→ **Objectifs**
1) D'après l'extrait du document, de quelle date est la loi d'orientation de l'enseignement supérieur sur laquelle s'appuie l'initiative ?
2) Reproduisez tel quel, dans l'extrait du document, tout le passage allant de « C’est dans ce » jusqu'à « un cas d’école. ».

Sous la houlette du Pr Bela Cyrille, doyen de la faculté des Sciences de l’Éducation, l’initiative s’ancre dans la loi d’orientation de l’enseignement supérieur du 25 juin 2023, qui opère un changement de paradigme radical. « On est passé du slogan “Un étudiant, un emploi” à “Un étudiant, une entreprise” », a rappelé le doyen en ouverture de la conférence. Cette volonté politique de professionnalisation des études, via le système Licence-Master-Doctorat (LMD), vise à résoudre structurellement le problème du chômage des diplômés. L’État ne pouvant plus absorber tous les lauréats de l’université, l’institution se doit de favoriser l’éclosion d’une culture entrepreneuriale.

Les objectifs de cette symbiose entre le monde académique et le secteur économique sont clairs :

  • Immersion et partage de bonnes pratiques entrepreneuriales
  • Structuration de l’avenir des étudiants par l’innovation
  • Encadrement et interactions entre formations universitaires et savoirs professionnels
  • Développement de l’employabilité par la médiation d’entrepreneurs modèles

C’est dans ce cadre que l’histoire de François Ekouma Ananga, un homme parti de presque rien pour bâtir un empire, a été présentée comme un cas d’école.

→ **Lignes de données**

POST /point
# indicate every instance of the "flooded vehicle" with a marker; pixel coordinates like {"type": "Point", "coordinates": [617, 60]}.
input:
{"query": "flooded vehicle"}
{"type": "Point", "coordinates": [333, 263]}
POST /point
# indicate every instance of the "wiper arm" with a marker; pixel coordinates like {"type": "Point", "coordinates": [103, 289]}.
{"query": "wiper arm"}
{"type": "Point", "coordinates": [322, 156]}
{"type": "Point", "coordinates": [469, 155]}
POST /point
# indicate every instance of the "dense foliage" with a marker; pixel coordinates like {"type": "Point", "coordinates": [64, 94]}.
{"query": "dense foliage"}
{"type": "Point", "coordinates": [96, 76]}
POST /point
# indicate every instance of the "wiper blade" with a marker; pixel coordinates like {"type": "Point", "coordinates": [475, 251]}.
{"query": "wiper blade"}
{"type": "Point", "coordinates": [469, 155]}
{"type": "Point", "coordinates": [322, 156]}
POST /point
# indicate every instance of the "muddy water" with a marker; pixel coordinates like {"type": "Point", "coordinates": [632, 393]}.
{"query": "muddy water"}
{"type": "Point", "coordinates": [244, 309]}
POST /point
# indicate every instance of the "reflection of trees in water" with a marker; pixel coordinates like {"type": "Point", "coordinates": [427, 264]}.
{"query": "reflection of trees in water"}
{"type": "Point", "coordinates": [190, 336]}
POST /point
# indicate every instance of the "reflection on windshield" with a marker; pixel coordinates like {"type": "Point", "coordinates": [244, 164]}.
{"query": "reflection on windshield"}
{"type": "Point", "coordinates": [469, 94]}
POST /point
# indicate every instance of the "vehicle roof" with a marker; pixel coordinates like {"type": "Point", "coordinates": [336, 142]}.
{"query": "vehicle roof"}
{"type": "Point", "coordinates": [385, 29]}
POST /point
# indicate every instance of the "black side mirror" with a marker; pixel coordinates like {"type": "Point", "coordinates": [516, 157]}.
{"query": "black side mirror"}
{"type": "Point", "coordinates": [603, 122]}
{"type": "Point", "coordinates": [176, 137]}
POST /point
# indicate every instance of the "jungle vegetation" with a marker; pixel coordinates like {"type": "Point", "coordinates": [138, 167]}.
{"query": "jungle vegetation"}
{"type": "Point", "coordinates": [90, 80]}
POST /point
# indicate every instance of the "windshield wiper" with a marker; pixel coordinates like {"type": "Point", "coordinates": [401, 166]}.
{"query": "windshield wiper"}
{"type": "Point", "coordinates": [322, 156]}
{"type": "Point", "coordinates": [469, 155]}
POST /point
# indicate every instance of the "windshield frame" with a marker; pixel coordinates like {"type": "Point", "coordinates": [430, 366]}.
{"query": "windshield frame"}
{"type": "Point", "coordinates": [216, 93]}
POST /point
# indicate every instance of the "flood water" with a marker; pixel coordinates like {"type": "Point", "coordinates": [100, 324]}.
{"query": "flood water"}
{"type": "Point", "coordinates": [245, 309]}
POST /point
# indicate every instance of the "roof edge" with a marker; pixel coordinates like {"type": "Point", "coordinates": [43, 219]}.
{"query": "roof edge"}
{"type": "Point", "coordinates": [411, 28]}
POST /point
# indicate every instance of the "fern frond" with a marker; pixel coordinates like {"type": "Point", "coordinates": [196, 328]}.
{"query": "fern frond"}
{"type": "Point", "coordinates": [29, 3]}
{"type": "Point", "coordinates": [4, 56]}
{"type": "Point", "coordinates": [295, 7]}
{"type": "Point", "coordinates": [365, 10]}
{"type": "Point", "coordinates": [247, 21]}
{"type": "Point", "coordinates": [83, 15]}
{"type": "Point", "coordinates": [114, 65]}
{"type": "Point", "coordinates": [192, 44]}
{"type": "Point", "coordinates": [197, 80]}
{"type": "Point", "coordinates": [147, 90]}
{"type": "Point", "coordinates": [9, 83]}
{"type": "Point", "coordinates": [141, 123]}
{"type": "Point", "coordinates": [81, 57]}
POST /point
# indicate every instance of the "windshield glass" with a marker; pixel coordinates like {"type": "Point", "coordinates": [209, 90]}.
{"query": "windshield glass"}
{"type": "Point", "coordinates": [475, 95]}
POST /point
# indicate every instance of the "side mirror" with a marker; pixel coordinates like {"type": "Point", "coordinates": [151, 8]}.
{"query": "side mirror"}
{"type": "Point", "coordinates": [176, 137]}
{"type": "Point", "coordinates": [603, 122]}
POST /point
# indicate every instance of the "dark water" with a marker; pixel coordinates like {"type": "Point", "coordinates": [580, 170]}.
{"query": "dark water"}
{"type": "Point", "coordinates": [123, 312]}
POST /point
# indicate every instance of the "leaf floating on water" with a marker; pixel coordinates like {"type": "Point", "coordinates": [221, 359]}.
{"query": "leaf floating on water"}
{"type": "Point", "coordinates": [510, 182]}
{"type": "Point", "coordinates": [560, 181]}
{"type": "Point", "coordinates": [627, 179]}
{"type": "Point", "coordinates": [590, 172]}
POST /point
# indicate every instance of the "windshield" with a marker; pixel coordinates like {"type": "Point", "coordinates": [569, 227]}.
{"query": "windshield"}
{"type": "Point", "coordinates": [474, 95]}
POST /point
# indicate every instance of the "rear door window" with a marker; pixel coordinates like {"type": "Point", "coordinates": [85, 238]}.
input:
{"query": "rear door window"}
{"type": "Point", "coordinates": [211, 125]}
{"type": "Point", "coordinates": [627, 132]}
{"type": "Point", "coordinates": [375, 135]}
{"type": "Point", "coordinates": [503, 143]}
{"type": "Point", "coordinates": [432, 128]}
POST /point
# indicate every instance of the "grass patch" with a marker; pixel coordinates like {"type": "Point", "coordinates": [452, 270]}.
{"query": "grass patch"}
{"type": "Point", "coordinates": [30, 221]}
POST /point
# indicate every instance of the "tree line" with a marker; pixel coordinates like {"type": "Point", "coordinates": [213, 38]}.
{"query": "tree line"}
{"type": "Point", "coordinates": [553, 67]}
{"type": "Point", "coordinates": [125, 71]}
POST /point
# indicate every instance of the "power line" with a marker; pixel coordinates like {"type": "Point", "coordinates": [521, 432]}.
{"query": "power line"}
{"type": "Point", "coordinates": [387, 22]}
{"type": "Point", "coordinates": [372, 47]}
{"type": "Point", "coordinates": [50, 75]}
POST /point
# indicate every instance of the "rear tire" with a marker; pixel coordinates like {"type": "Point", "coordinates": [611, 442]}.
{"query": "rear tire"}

→ **Solutions complètes**
1) Du 25 juin 2023.

2)
C’est dans ce cadre que l’histoire de François Ekouma Ananga, un homme parti de presque rien pour bâtir un empire, a été présentée comme un cas d’école.